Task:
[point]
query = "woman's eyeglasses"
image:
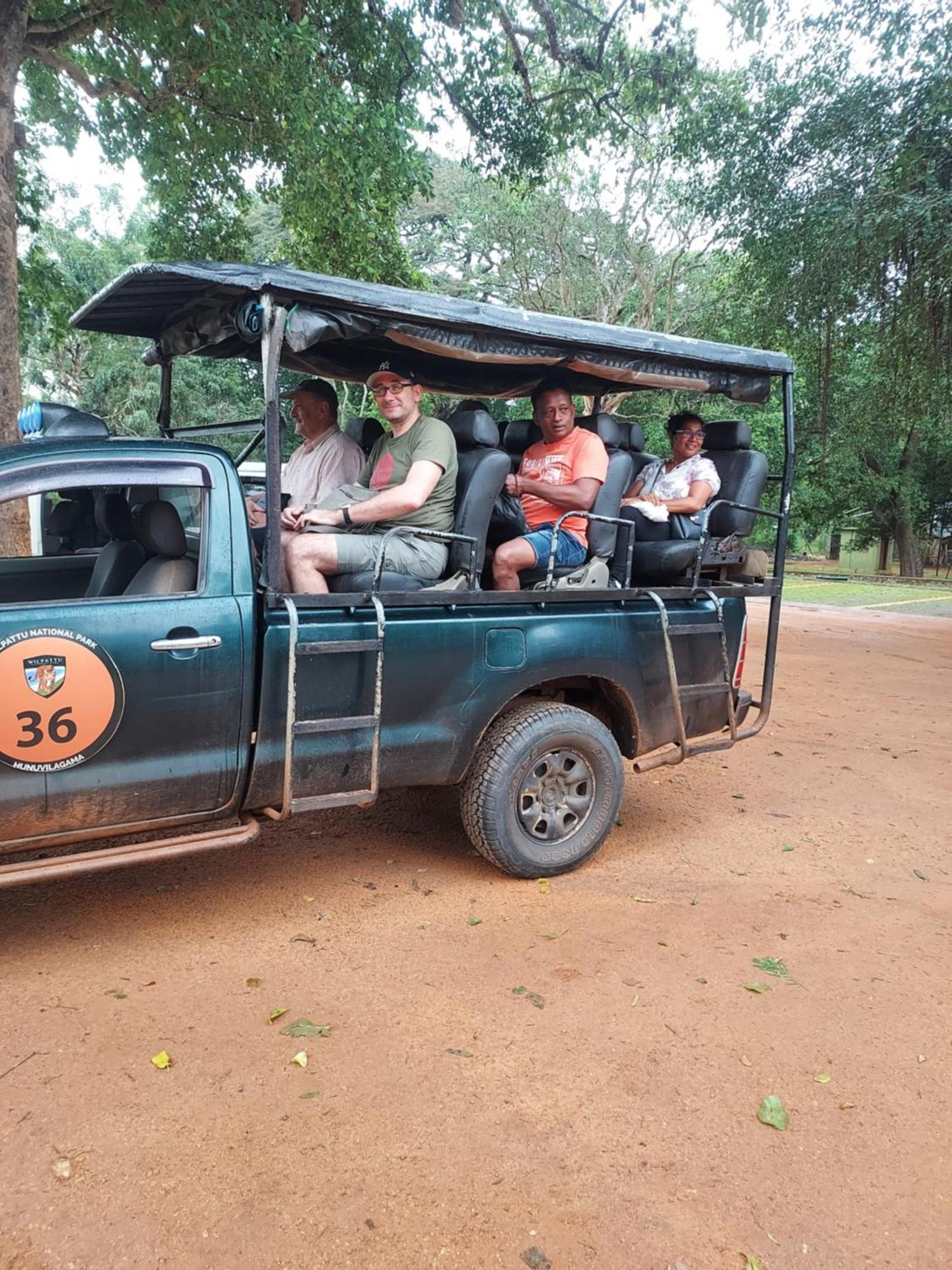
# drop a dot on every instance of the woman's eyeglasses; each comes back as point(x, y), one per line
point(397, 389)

==

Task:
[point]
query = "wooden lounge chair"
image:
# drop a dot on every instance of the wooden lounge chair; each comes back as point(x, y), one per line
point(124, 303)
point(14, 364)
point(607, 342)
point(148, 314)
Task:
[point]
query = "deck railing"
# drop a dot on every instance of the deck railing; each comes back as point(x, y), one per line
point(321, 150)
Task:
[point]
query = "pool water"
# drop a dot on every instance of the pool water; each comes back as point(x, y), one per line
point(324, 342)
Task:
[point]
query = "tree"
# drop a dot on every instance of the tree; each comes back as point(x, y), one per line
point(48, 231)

==

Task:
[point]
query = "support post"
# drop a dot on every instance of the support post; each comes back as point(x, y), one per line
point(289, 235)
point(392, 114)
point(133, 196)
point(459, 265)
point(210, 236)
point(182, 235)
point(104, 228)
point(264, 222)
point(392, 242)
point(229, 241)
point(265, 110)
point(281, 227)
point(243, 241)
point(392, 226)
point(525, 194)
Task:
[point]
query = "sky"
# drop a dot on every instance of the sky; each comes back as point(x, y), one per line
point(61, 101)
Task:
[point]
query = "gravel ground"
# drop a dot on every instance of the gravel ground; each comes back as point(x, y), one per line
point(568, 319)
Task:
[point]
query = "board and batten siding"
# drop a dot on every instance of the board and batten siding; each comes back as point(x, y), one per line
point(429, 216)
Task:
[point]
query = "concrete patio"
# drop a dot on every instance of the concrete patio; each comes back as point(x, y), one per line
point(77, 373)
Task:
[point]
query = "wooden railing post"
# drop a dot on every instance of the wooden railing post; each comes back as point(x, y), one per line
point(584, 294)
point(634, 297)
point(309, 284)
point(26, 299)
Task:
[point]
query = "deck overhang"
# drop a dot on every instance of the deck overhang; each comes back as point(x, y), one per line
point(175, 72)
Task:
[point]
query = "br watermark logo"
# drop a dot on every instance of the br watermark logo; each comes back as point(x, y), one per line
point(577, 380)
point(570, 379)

• [Given problem]:
Please pull out every line of the data above that contains the word "ground", matching case exactly, and copy each one unchanged.

• [Task answer]:
query = "gravel ground"
# drop a dot on every instance of the gravel ground; each comes back as point(x, y), one per line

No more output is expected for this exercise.